SUPPLIED RECORDS »
● ● ● ● ● ● ●

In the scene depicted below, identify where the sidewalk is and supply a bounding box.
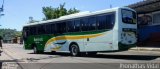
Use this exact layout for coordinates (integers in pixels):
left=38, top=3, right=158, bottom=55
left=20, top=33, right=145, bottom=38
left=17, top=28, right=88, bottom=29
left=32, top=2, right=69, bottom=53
left=129, top=47, right=160, bottom=52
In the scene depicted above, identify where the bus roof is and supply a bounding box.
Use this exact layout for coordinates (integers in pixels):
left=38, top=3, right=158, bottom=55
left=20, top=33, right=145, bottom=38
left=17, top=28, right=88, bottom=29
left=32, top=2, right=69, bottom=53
left=24, top=7, right=132, bottom=27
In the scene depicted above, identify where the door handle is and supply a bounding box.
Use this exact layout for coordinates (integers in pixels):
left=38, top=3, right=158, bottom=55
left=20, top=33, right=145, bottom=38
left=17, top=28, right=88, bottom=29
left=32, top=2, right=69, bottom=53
left=87, top=38, right=89, bottom=41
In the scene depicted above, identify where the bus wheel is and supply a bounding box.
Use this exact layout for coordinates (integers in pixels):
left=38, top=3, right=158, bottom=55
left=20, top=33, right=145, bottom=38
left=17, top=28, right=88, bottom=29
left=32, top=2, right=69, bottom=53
left=70, top=44, right=80, bottom=56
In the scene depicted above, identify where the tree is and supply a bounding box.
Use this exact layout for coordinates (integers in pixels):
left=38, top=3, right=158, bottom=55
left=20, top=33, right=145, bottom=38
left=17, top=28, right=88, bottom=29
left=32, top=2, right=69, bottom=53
left=42, top=3, right=79, bottom=20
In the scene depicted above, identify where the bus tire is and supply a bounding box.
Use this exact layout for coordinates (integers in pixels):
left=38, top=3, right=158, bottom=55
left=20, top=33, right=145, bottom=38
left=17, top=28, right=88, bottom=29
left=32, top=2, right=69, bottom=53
left=70, top=44, right=80, bottom=56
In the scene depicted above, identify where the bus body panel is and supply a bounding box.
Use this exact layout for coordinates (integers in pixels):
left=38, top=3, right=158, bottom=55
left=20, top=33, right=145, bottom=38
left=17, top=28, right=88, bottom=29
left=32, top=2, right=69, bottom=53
left=23, top=8, right=137, bottom=52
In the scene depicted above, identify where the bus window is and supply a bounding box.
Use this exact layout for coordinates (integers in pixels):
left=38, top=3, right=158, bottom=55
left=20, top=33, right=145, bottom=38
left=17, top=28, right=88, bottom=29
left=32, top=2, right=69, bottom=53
left=74, top=19, right=81, bottom=32
left=37, top=25, right=45, bottom=34
left=97, top=15, right=106, bottom=30
left=81, top=18, right=88, bottom=31
left=67, top=20, right=75, bottom=32
left=106, top=13, right=115, bottom=29
left=122, top=9, right=137, bottom=24
left=88, top=16, right=96, bottom=30
left=56, top=22, right=66, bottom=34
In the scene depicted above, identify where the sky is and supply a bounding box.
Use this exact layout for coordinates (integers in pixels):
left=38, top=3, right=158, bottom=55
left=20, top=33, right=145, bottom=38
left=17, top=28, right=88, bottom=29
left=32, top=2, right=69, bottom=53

● ● ● ● ● ● ●

Count the lines of the preceding material that contain the word "above", and reply with the number alone.

THE COMPLETED TASK »
8